FACING DEPORTATION
Suspect in alleged Toronto terror plot deemed threat to security, CBSA tells immigration hearing
After landing at Toronto’s Pearson airport on April 3, 2013, Jahanzeb Malik told the border officer who questioned him he had been teaching in Libya. He told the Canadian Security Intelligence Service the same story.
But they apparently didn’t buy it because the RCMP’s national security unit in Toronto soon launched an undercover investigation that found he had been up to something far more sinister in the North African desert: attending a training camp.
At an immigration hearing on Wednesday, the Canada Border Services Agency also alleged that Malik, who first came to Canada in 2004 as a student, was a supporter of Islamic State, also known as ISIL or ISIS, and had plotted to bomb the U. S. consulate and financial buildings in Toronto.
“The planning was elaborate,” CBSA officer Jessica Lourenco told the Immigration and Refugee Board, “including discussing with the undercover officer the video message they would leave behind in order to inspire others.”
Noting that Malik had allegedly planned a “terrorist attack on facilities here in Toronto,” IRB member Marilou Funston ordered him detained in the Lindsay, Ont., jail, while the CBSA continues its investigation.
Malik has not been charged with terrorism offences. Rather, the CBSA is preparing to deport him on the grounds he is a threat to security. While Malik is a permanent resident, he is not a Canadian citizen.

**TASK DETAILS**: Pick up the news story about the Toronto deportation hearing right after its last sentence and keep writing it.

**PROVIDED INFORMATION**:
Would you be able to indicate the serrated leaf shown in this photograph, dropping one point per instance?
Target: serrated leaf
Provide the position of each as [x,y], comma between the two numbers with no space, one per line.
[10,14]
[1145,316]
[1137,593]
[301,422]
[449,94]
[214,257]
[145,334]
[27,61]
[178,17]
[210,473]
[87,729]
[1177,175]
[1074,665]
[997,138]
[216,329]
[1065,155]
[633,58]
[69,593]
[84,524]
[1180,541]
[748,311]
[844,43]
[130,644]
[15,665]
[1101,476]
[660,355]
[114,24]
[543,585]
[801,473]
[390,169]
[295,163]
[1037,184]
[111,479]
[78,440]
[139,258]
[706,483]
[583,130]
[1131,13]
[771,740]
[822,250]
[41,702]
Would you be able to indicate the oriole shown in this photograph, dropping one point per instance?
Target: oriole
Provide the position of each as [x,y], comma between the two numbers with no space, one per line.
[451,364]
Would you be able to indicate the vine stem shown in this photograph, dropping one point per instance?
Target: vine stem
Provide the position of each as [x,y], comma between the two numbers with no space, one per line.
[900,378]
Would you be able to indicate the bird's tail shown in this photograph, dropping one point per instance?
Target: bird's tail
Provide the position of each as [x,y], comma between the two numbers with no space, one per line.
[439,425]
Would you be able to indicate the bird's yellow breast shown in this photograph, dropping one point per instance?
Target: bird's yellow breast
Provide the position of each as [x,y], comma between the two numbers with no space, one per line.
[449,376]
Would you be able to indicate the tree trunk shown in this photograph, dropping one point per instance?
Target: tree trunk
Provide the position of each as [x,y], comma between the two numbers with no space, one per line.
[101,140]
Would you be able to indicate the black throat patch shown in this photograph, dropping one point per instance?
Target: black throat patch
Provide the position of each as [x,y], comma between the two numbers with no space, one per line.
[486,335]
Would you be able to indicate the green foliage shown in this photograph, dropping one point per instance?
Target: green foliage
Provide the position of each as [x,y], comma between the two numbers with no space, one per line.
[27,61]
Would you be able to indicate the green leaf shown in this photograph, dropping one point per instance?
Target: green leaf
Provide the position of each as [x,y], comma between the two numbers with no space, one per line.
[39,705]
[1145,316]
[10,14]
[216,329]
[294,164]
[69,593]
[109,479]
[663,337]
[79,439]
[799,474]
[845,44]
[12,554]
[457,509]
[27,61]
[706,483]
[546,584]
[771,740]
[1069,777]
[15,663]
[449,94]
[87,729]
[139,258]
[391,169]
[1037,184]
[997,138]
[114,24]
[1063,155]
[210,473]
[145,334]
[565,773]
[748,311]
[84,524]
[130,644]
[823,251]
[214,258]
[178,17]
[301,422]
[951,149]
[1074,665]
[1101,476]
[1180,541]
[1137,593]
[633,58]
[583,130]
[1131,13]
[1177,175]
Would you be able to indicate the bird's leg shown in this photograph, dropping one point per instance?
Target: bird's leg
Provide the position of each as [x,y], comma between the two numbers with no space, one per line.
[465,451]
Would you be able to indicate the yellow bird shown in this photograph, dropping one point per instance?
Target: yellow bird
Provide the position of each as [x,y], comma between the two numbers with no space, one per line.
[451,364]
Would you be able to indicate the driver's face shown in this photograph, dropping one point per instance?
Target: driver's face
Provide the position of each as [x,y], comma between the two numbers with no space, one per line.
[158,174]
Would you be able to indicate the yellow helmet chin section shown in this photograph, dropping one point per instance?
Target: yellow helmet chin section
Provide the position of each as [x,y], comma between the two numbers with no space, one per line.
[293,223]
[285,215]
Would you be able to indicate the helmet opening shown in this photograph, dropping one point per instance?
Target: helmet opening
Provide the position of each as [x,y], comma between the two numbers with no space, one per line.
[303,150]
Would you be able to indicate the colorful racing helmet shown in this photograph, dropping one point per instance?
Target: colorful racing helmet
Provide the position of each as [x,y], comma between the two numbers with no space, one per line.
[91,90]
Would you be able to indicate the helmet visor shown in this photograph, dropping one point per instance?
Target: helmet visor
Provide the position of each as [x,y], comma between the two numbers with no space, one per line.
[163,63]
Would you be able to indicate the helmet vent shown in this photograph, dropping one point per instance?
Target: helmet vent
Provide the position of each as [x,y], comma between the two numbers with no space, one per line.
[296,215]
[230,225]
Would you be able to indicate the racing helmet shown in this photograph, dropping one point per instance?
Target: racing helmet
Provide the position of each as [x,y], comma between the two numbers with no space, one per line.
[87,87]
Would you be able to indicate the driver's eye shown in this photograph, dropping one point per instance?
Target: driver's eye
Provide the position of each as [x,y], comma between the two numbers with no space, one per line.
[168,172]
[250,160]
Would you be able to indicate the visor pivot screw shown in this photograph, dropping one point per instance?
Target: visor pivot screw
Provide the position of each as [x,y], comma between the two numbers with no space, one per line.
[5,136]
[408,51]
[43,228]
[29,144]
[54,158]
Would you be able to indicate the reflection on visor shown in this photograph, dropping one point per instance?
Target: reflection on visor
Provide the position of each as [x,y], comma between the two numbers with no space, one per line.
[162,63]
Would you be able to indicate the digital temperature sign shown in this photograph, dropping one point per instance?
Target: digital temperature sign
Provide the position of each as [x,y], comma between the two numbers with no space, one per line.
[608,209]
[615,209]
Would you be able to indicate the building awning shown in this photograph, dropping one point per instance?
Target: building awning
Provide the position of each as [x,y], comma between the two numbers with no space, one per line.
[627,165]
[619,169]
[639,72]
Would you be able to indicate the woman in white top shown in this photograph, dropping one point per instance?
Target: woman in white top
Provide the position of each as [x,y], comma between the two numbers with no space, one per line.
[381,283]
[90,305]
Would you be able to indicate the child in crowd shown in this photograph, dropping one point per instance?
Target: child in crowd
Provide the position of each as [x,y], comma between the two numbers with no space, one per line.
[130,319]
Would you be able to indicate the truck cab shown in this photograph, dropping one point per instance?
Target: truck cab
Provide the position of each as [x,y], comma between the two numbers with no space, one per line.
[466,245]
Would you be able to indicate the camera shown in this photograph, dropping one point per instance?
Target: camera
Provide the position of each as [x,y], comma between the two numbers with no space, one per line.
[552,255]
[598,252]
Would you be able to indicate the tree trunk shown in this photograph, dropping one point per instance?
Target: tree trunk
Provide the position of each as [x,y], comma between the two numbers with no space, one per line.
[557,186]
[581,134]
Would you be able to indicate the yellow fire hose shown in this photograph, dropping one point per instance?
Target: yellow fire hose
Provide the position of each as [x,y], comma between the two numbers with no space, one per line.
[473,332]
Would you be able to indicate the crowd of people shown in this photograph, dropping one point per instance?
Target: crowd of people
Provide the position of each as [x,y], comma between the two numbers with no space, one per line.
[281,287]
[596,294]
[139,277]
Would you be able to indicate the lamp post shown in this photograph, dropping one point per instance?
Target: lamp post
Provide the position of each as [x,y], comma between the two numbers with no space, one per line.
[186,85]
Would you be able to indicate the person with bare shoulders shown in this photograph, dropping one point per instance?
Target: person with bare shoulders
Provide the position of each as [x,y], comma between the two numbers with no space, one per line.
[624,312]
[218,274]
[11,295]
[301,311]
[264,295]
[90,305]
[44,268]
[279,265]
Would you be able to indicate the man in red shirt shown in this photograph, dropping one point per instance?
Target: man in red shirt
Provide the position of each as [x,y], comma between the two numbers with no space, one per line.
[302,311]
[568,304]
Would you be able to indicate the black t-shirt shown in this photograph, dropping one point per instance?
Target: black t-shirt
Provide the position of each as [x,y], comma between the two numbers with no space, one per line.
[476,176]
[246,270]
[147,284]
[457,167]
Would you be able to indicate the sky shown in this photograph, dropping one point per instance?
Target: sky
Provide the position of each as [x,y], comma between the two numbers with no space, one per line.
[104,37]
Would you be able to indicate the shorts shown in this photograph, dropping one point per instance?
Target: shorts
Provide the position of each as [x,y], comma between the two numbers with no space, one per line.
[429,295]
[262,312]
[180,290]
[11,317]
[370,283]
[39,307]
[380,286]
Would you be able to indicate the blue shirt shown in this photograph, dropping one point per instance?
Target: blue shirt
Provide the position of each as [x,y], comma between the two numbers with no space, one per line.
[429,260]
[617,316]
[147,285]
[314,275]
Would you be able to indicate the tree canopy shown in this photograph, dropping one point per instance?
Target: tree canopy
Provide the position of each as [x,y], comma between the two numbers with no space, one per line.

**RESULT OF THIS EXERCISE**:
Anser Farooq, his lawyer, said if Malik had done what the authorities have alleged, he should be charged, not sent back to Pakistan. “Why wouldn’t you prosecute this guy and give him life? I don’t think this is the right way to do it.”
The hearing at which the allegations were disclosed was witnessed by only two reporters. It offered a rare glimpse of the tactics police are using to address Canada’s growing extremism problem — in this case, a six- month undercover operation.
Ontario’s Integrated National Security Enforcement Team began its investigation last September. The undercover officer contacted Malik, a flooring contractor, about installing hardwood floors in his house, the CBSA said.
After befriending Malik, the of- ficer claimed he was Bosnian and had participated in the Balkans Civil War. They talked about religion and according to the CBSA, Malik said he supported al- Qaida and Islamic State.
He also confided that he had attended camps in Libya, where he learned “combat, weapons and landmine training,” Lourenco said. He said fighting jihad was “righteous” and that those who died doing so were “martyrs.”
In an attempt to radicalize the undercover officer, Malik told him to watch videos by Anwar al- Awlaki, the late al- Qaida propagandist. He also claimed to have been in contact with al- Awlaki.
He showed the undercover officer videos of Islamic State executions, including beheadings, Lourenco said. “He indicated his support for the attackers in Paris,” she added.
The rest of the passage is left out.